Selected excerpt:
▽
Amwal Al Ghad English - 2015-03-14 09:47:18
The euro lost more than 3% of its value against the buck for the second straight week Friday, as the dollar’s eight-month rally resumed.
Traders ignored a slate of weak economic data out of the U.S. That includes a report from the Commerce Department which showed that retail sales fell for the third-straight month — a sign that optimism over the Federal Reserve’s two-day monetary policy meeting, set to begin Tuesday, has reached a fever pitch, said Matt Weller, senior technical analyst at Forex.com.
Specifically, traders expect the Fed to remove phrasing from its monetary policy statement saying it can be “patient” before raising the Fed funds rate, its benchmark interest rate, for the first time since 2006.
The market would interpret such a move as a sign that the Fed could raise rates as early as its June monetary policy meeting.
The euro EURUSD, -1.32% traded as low as $1.0465, its weakest level since January 2003, while the pound GBPUSD, -0.94% traded as low as $1.4700, its lowest level since June 2010, before both currencies staged a slight recovery. The euro traded at $1.0634 late Thursday, while the pound traded at $1.4849.
Goldman Sach’s Chief Forex Strategist Robin Brooks slashed his forecast for the shared currency, saying he expects it to hit parity with the dollar in September.
The shared currency’s losses pushed the ICE U.S. Dollar Index to close above the 100-level for the first time since March 2003. The dollar’s relative value against the euro comprises more than half of the index’s value.
The ICE U.S. Dollar Index DXY, +0.91% a measure of the dollar’s strength against a basket of six currencies, was up 0.76% to 100.1900 in recent trade.
△
Activities:
1. According to the article on the euro's slide against the dollar, what is Robin Brooks's forecast for the euro?
2. Extend the article on the euro's slide against the dollar, picking up after its final paragraph.

Available data:
▽
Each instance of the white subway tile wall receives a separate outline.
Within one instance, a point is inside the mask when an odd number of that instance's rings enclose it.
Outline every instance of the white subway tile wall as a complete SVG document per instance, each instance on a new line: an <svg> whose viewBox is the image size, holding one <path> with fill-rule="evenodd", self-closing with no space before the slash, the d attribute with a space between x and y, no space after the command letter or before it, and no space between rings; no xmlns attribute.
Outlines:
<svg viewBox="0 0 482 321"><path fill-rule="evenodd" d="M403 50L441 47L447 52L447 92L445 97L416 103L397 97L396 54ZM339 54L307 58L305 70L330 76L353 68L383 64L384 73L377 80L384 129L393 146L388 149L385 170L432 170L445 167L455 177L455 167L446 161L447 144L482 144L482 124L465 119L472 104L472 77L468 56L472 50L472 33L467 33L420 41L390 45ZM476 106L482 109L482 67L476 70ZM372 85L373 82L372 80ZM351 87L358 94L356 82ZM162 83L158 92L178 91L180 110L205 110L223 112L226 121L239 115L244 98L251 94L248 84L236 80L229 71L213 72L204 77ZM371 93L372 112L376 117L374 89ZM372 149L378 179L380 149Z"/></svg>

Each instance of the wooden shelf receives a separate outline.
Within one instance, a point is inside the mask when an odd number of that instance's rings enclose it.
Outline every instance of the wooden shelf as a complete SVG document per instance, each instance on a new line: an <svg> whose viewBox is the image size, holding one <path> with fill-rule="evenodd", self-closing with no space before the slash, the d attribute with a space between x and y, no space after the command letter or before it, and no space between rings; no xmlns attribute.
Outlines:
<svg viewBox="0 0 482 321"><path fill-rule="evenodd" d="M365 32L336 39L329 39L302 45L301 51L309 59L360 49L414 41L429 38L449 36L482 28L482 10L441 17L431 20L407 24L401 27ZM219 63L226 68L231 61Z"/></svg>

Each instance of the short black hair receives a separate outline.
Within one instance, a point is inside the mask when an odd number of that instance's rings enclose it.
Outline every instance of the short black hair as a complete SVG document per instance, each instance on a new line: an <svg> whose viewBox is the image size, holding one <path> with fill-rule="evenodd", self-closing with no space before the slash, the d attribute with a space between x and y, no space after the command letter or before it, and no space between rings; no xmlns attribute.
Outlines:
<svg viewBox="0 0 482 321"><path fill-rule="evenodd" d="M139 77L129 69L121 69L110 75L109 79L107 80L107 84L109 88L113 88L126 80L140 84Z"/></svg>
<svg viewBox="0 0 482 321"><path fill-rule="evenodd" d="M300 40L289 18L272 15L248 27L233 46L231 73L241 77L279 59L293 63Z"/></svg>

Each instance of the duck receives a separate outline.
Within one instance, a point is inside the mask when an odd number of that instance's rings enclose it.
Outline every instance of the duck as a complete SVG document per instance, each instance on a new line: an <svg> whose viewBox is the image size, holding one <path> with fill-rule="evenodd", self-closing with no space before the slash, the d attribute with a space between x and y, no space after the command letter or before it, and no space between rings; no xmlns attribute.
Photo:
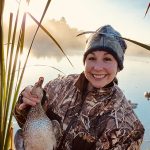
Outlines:
<svg viewBox="0 0 150 150"><path fill-rule="evenodd" d="M44 78L40 77L31 89L31 94L38 96L41 100L43 97L43 82ZM30 108L27 120L21 130L22 133L18 132L20 136L16 135L16 150L54 150L56 148L55 129L41 103Z"/></svg>

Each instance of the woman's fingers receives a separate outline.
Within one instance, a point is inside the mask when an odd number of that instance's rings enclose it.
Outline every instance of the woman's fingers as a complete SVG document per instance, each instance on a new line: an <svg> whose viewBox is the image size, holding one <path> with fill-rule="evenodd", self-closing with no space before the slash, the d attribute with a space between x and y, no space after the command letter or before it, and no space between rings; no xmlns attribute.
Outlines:
<svg viewBox="0 0 150 150"><path fill-rule="evenodd" d="M23 110L23 109L26 108L26 107L27 107L27 105L26 105L25 103L22 103L22 104L20 104L19 109L20 109L20 110Z"/></svg>
<svg viewBox="0 0 150 150"><path fill-rule="evenodd" d="M28 99L26 97L23 97L23 103L31 106L35 106L37 104L37 102L33 101L32 99Z"/></svg>

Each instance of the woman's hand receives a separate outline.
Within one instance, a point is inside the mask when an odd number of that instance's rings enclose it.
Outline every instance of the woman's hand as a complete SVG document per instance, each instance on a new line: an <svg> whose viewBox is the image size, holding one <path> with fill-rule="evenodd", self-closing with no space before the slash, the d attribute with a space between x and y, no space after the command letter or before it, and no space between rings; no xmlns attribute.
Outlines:
<svg viewBox="0 0 150 150"><path fill-rule="evenodd" d="M32 95L31 90L32 86L27 86L21 92L23 103L19 106L20 110L25 109L27 106L35 106L37 103L40 103L41 99L37 95Z"/></svg>

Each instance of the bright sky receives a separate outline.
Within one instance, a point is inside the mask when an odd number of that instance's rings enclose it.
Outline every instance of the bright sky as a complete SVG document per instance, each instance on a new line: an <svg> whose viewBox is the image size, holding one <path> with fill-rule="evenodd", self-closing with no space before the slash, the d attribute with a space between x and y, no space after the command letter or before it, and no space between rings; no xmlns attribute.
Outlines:
<svg viewBox="0 0 150 150"><path fill-rule="evenodd" d="M47 1L30 1L30 12L36 18L40 17ZM85 31L111 24L122 36L150 44L150 10L144 18L149 2L150 0L52 0L45 19L65 17L71 27ZM6 5L7 11L17 10L15 0L6 0Z"/></svg>

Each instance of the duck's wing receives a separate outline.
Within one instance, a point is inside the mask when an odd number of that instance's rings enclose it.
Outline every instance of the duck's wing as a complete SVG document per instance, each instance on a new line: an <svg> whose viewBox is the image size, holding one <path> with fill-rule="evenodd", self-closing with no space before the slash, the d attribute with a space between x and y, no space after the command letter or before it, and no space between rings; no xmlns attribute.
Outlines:
<svg viewBox="0 0 150 150"><path fill-rule="evenodd" d="M15 137L14 137L14 144L15 144L16 150L25 150L22 129L17 130Z"/></svg>

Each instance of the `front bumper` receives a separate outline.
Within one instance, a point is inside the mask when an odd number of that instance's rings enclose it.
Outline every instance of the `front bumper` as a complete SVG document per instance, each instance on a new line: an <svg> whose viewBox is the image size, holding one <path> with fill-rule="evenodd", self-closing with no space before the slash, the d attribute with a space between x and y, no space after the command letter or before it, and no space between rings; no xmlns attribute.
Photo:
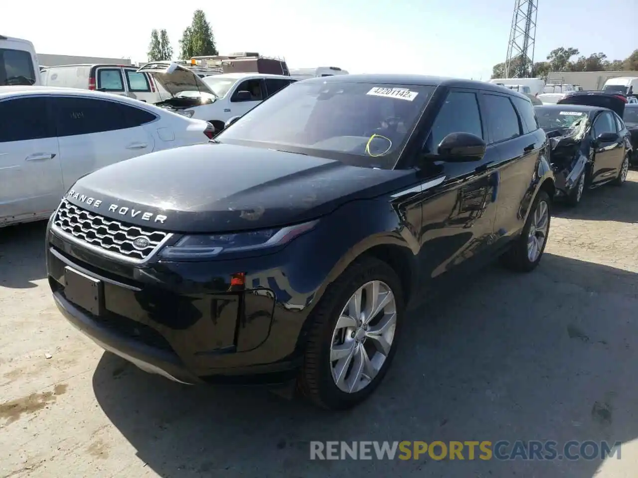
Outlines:
<svg viewBox="0 0 638 478"><path fill-rule="evenodd" d="M278 384L294 378L300 365L313 295L295 291L285 272L285 252L136 266L49 229L46 257L58 308L105 350L184 383ZM97 314L66 293L67 268L99 281ZM238 289L230 280L240 272L246 286Z"/></svg>

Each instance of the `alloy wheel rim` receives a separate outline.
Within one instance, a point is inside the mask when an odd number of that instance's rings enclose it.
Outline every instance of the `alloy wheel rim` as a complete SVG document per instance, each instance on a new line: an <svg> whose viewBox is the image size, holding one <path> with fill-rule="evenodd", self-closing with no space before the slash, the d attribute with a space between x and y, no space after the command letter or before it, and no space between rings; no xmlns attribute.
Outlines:
<svg viewBox="0 0 638 478"><path fill-rule="evenodd" d="M629 158L627 156L625 157L625 161L623 161L622 169L620 171L620 180L622 182L627 178L627 173L629 172Z"/></svg>
<svg viewBox="0 0 638 478"><path fill-rule="evenodd" d="M341 391L362 390L378 374L394 341L396 315L394 294L380 280L366 282L350 296L330 347L332 379Z"/></svg>
<svg viewBox="0 0 638 478"><path fill-rule="evenodd" d="M549 206L545 201L539 201L532 217L530 235L527 240L527 257L535 262L540 256L547 238L549 226Z"/></svg>
<svg viewBox="0 0 638 478"><path fill-rule="evenodd" d="M584 189L585 175L583 173L581 175L581 177L578 180L578 190L576 191L576 202L581 202L581 198L582 197L582 191Z"/></svg>

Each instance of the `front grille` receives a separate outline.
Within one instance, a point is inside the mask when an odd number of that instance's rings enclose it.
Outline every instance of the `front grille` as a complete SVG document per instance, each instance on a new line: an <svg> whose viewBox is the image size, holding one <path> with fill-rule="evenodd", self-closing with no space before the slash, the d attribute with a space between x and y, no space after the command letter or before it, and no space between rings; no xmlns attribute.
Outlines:
<svg viewBox="0 0 638 478"><path fill-rule="evenodd" d="M109 219L79 208L63 199L54 219L62 231L88 244L135 260L146 259L164 240L168 233ZM148 245L133 245L145 238Z"/></svg>

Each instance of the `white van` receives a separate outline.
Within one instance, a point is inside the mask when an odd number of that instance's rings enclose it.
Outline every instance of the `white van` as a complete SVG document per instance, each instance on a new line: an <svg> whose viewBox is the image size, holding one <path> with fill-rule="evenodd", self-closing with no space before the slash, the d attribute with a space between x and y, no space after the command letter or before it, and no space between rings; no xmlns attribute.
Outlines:
<svg viewBox="0 0 638 478"><path fill-rule="evenodd" d="M638 94L638 76L610 78L605 82L602 91L623 94Z"/></svg>
<svg viewBox="0 0 638 478"><path fill-rule="evenodd" d="M334 76L336 75L348 75L348 72L345 69L341 69L338 66L320 66L316 68L297 68L290 70L290 76L295 80Z"/></svg>
<svg viewBox="0 0 638 478"><path fill-rule="evenodd" d="M43 68L40 80L44 86L96 90L154 103L160 98L148 75L137 72L132 65L85 64Z"/></svg>
<svg viewBox="0 0 638 478"><path fill-rule="evenodd" d="M39 71L33 43L0 35L0 86L40 85Z"/></svg>
<svg viewBox="0 0 638 478"><path fill-rule="evenodd" d="M138 71L150 75L162 99L156 106L202 119L223 129L226 122L242 116L266 98L296 80L266 73L222 73L200 78L174 62L147 63Z"/></svg>
<svg viewBox="0 0 638 478"><path fill-rule="evenodd" d="M494 78L488 80L488 83L500 83L507 87L510 85L524 85L530 87L530 94L535 96L543 92L545 80L542 78Z"/></svg>

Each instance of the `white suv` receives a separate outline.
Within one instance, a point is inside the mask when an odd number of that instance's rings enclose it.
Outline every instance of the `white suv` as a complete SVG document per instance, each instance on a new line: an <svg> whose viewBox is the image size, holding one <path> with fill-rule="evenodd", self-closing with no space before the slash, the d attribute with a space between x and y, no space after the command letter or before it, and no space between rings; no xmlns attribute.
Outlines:
<svg viewBox="0 0 638 478"><path fill-rule="evenodd" d="M166 96L157 106L209 121L218 131L233 117L243 115L297 81L290 76L256 73L223 73L202 78L171 62L149 63L138 71L151 75L160 96Z"/></svg>

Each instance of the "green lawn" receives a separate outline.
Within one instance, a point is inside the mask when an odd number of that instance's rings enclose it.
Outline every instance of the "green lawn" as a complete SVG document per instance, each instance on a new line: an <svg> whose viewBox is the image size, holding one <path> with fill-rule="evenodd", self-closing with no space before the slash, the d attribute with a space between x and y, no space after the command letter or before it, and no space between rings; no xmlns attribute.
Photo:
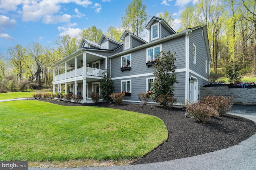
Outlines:
<svg viewBox="0 0 256 170"><path fill-rule="evenodd" d="M0 108L2 161L134 158L168 137L161 120L131 111L28 100Z"/></svg>
<svg viewBox="0 0 256 170"><path fill-rule="evenodd" d="M34 92L9 92L0 93L0 100L17 98L31 98L33 97L33 94L34 93Z"/></svg>

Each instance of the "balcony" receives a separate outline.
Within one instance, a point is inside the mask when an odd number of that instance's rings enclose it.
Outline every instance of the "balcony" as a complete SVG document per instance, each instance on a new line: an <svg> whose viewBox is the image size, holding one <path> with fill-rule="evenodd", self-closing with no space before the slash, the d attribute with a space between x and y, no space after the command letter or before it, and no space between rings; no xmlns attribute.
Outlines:
<svg viewBox="0 0 256 170"><path fill-rule="evenodd" d="M97 77L102 77L103 76L103 72L105 72L104 70L101 70L98 68L94 68L92 67L86 67L86 72L84 74L84 68L83 67L78 68L76 70L76 74L75 74L75 70L73 70L67 72L66 73L63 73L59 74L58 76L55 76L54 77L54 81L60 80L65 79L65 74L66 74L66 79L70 78L72 77L76 77L83 75L88 76L95 76Z"/></svg>

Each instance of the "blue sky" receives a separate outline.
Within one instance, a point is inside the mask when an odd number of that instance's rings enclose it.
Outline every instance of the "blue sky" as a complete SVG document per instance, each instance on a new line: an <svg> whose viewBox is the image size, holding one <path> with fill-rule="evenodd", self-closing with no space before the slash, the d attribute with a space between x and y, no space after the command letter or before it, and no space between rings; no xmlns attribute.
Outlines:
<svg viewBox="0 0 256 170"><path fill-rule="evenodd" d="M177 30L180 15L198 0L142 0L151 16L167 11ZM132 0L0 0L0 54L9 47L32 42L52 47L59 36L74 37L95 25L104 33L120 27L121 16ZM1 55L0 55L0 57Z"/></svg>

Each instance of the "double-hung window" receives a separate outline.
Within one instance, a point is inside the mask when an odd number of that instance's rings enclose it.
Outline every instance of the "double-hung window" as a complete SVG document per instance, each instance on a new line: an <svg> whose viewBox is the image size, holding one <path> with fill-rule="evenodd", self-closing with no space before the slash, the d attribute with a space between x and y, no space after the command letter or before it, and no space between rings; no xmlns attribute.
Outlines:
<svg viewBox="0 0 256 170"><path fill-rule="evenodd" d="M147 92L151 91L152 87L152 83L155 80L154 77L147 78Z"/></svg>
<svg viewBox="0 0 256 170"><path fill-rule="evenodd" d="M108 49L108 41L105 42L105 43L101 44L101 49Z"/></svg>
<svg viewBox="0 0 256 170"><path fill-rule="evenodd" d="M124 50L130 48L130 37L129 36L124 38Z"/></svg>
<svg viewBox="0 0 256 170"><path fill-rule="evenodd" d="M132 92L132 80L128 80L121 81L122 92L126 92L127 93Z"/></svg>
<svg viewBox="0 0 256 170"><path fill-rule="evenodd" d="M122 67L131 66L131 54L122 56L121 59L121 64Z"/></svg>
<svg viewBox="0 0 256 170"><path fill-rule="evenodd" d="M161 45L147 49L147 62L153 61L156 59L155 55L159 55L161 50Z"/></svg>
<svg viewBox="0 0 256 170"><path fill-rule="evenodd" d="M151 40L159 38L159 23L151 25Z"/></svg>
<svg viewBox="0 0 256 170"><path fill-rule="evenodd" d="M196 45L193 44L193 63L196 64Z"/></svg>

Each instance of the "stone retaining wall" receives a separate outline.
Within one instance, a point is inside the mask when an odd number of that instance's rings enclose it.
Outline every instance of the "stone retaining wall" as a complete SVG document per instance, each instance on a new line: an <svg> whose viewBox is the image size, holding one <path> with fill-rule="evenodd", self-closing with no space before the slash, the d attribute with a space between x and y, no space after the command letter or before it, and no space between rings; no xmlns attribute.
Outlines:
<svg viewBox="0 0 256 170"><path fill-rule="evenodd" d="M256 88L229 88L227 86L201 87L200 98L208 96L232 97L235 104L256 105Z"/></svg>

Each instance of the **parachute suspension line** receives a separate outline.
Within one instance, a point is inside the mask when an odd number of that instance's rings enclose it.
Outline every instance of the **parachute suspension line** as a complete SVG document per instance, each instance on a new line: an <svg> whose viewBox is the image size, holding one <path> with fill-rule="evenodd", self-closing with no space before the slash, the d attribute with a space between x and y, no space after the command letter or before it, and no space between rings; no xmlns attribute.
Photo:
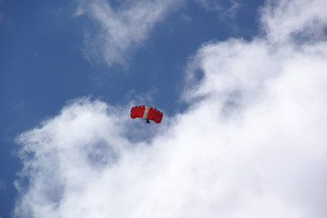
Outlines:
<svg viewBox="0 0 327 218"><path fill-rule="evenodd" d="M145 118L145 119L147 119L148 109L149 109L149 107L146 106L146 109L144 110L143 118Z"/></svg>

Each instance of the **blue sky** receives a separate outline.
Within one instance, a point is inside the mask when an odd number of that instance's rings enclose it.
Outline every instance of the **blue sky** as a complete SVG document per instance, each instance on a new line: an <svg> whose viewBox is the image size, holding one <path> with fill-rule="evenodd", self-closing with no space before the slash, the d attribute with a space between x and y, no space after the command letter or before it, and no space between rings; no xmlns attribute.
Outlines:
<svg viewBox="0 0 327 218"><path fill-rule="evenodd" d="M0 218L324 217L326 5L0 0Z"/></svg>

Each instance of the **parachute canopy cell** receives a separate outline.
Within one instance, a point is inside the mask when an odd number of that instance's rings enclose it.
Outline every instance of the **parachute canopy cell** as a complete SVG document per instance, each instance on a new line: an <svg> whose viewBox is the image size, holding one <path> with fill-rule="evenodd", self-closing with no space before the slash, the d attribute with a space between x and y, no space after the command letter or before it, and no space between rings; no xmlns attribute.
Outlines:
<svg viewBox="0 0 327 218"><path fill-rule="evenodd" d="M135 119L145 118L147 120L153 120L157 124L159 124L162 120L163 114L157 110L156 108L149 106L134 106L130 109L130 117Z"/></svg>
△
Task-by-task results:
1. He expects it to hit parity with the dollar in September.

2.
In other currencies, Jameel Ahmad, chief market analyst at FXTM, said that the pace of the pound’s losses over the past three weeks has taken traders by surprise. he attributed its decline primarily to investors’ worries over the outcome of the coming U.K. general election in May.
“There was so much volatility when the Scottish referendum happened a few months ago, investors are being tentative toward the pound and closing out their positions. They don’t want to see the volatility we saw in the week leading up to the vote,” Ahmad said.
The pound dropped from about $1.6600 to $1.6000 in the week leading up to the referendum, which was held on Sept. 18.
Diverging monetary-policy trends between the U.S. and the rest of the global economy have been the biggest driver of the currency’s strength.
Many central banks around the globe, most notably the European Central Bank and the Bank of Japan, have instituted sizable asset-purchasing programs to stimulate growth. The Fed ended its program of asset purchases in October, and the market widely expects it to begin raising interest rates some time this year. More»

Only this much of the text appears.